**SHORT EXERCISE 1:**
Reproduce the passage of the detector and descriptor benchmarking notebook from "# This method" up to and including "apply non-maximum suppresion.".
**SHORT EXERCISE 2:**
Answer these questions using the detector and descriptor benchmarking notebook:
(a) Which function from the time package should be used to measure time?
(b) What value is the figure size set to in the preamble?
(c) What does the detectHarris function return?
**SHORT EXERCISE 3:**
Continue the detector and descriptor benchmarking notebook from the point where it stops.

# 4.3 Detector & Descriptor Benchmarking

Now we have met some of the most interesting keypoint detectors and descriptors, it would be interesting to test them and compare their results in terms of number of detections, robustness, invariance and performance. In the context of our photo-stitching application, not all the keypoint detectors and descriptors seem to perform the same.

Thus, in this notebook, you are asked to evaluate the following methods:

- Harris + NCC
- Harris + ORB (descriptor)
- ORB 
- SIFT
- SURF

in images that suffer changes in:

- lighting conditions
- rotation
- scale
- point of view

So, for each situation, you'll be provided with a pair of images that you will have to use to detect, describe and match the above-mentioned keypoints. After that, provide and plot in a bar chart the following statistics:

- average number of keypoints detected in the images
- number of found matches
- time spent per keypoint at detection (including description)*
- time spent per match during matching*

*use `time.process_time()` from the [`time`](https://docs.python.org/3/library/time.html) package to measure time.

In [2]:
# preamble
import numpy as np
import cv2
import matplotlib.pyplot as plt
import matplotlib
import time
matplotlib.rcParams['figure.figsize'] = (20.0, 20.0)
images_path = './images/'

# for sift
# import sys
# sys.path.append("..")
# from utils.third_party import pysift #https://github.com/rmislam/PythonSIFT

### Prepare output

In [3]:
# Create output vectors
stats_kps = np.zeros((4,5))
stats_mat = np.zeros((4,5))
stats_tdet = np.zeros((4,5))
stats_tmat = np.zeros((4,5))

### Preliminary functions (brought from 4.1 and adapted)

In [4]:
# Define a function to detect Harris
def detectHarris(image,w_size,sobel_size,k):
    """ Detect Harris features, perform non-max-suppression and return it
    
        Args:
                image: Input image
                w_size: window size for blurring
                sobel_size: window size for Sobel
                k: Harris 'k' parameter
        
        Returns:
                kps: list of 'cv2.KeyPoint' with the found keypoints
    """
    # Write your code here!
    # [...]
    # return kps
    
# ... and another one to match them
def matchHarris(image_l,image_r,kps_l,kps_r):
    """ Match Harris features using NCC, and return a list of 'cv2.DMatch'
    
        Args:
                image_l: Input left image
                image_r: Input right image
                kps_l: List of keypoints for the left image
                kps_r: List of keypoints for the right image
        
        Returns:
                matches: list of 'cv2.DMatch' with the found matches
    """
    # Write your code here!
    # [...]
    # return matches

# This method has been provided to you in a previous notebook
from scipy import signal
def nonmaxsuppts(cim, radius, thresh):
    """ Binarize and apply non-maximum suppresion.

**SUPPLIED DATA:**
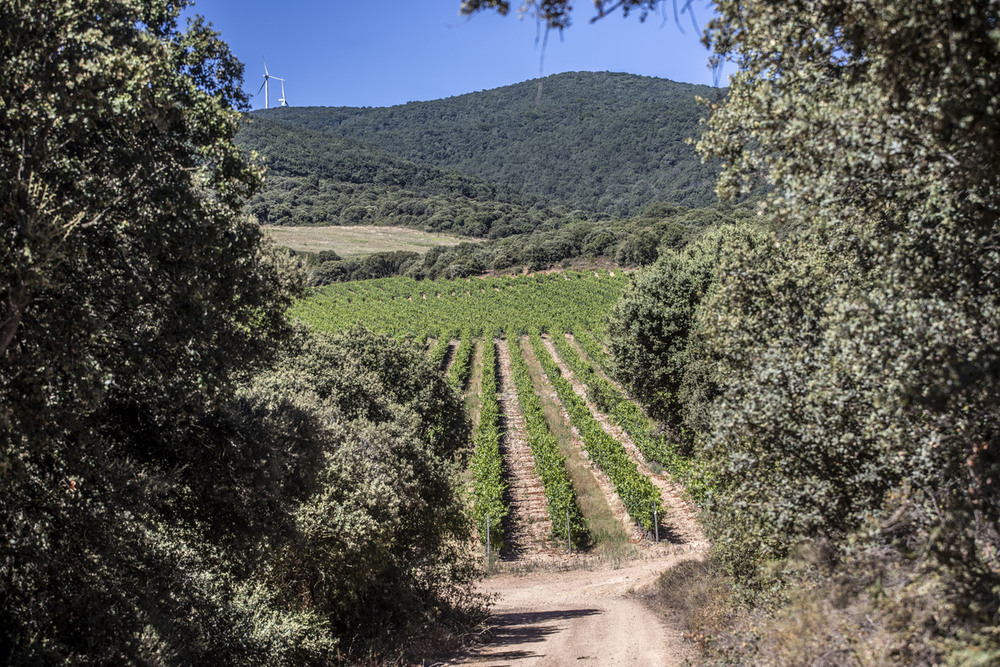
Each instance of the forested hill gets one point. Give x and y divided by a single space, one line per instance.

**RESPONSE 1:**
# This method has been provided to you in a previous notebook
from scipy import signal
def nonmaxsuppts(cim, radius, thresh):
    """ Binarize and apply non-maximum suppresion.

**RESPONSE 2:**
(a) `time.process_time()`
(b) (20.0, 20.0)
(c) A list of 'cv2.KeyPoint' with the found keypoints

**RESPONSE 3:**
        Args:
            cim: the harris 'R' image
            radius: the aperture size of local maxima window
            thresh: the threshold value for binarization
                    
        Returns: 
            r, c: two numpy vectors being the row (r) and the column (c) of each keypoint
    """   
    
    rows, cols = np.shape(cim)
    sze = 2 * radius + 1
    mx = signal.order_filter(cim, np.ones([sze, sze]), sze ** 2 - 1)
    bordermask = np.zeros([rows, cols]);
    bordermask[radius:(rows - radius), radius:(cols - radius)] = 1
    cim = np.array(cim)
    r, c = np.where((cim == mx) & (cim > thresh) & (bordermask == 1))
    return r, c

### Create a process function for each method

In [5]:
def process_Harris_NCC(image_l, image_l_gray, image_r, image_r_gray):
    """ Process all the Harris+NCC part for a pair of input images (in RGB and gray versions).
    
        Args:
                image_l: Input left image (RGB)
                image_l_gray: Input left image (grayscale)
                image_r: Input right image
                image_r_gray: Input right image (grayscale)
        
        Returns:
                num_kps: average number of keypoints found in each image
                num_matches: number of matches found
                tdet: detection time per keypoint
                tmat: matching time per match
    """
    # Write your code here!
    # [...]
    # return num_kps, num_matches, tdet, tmat

In [6]:
def process_Harris_ORB(image_l, image_l_gray, image_r, image_r_gray):
    """ Process all the Harris+ORB part for a pair of input images (in RGB and gray versions).
    
        Args:
                image_l: Input left image (RGB)
                image_l_gray: Input left image (grayscale)
                image_r: Input right image
                image_r_gray: Input right image (grayscale)
        
        Returns:
                num_kps: average number of keypoints found in each image
                num_matches: number of matches found
                tdet: detection time per keypoint
                tmat: matching time per match
    """
    # Write your code here!
    # [...]
    # return num_kps, num_matches, tdet, tmat

In [7]:
def process_ORB(image_l, image_l_gray, image_r, image_r_gray):
    """ Process all the ORB part for a pair of input images (in RGB and gray versions).
    
        Args:
                image_l: Input left image (RGB)
                image_l_gray: Input left image (grayscale)
                image_r: Input right image
                image_r_gray: Input right image (grayscale)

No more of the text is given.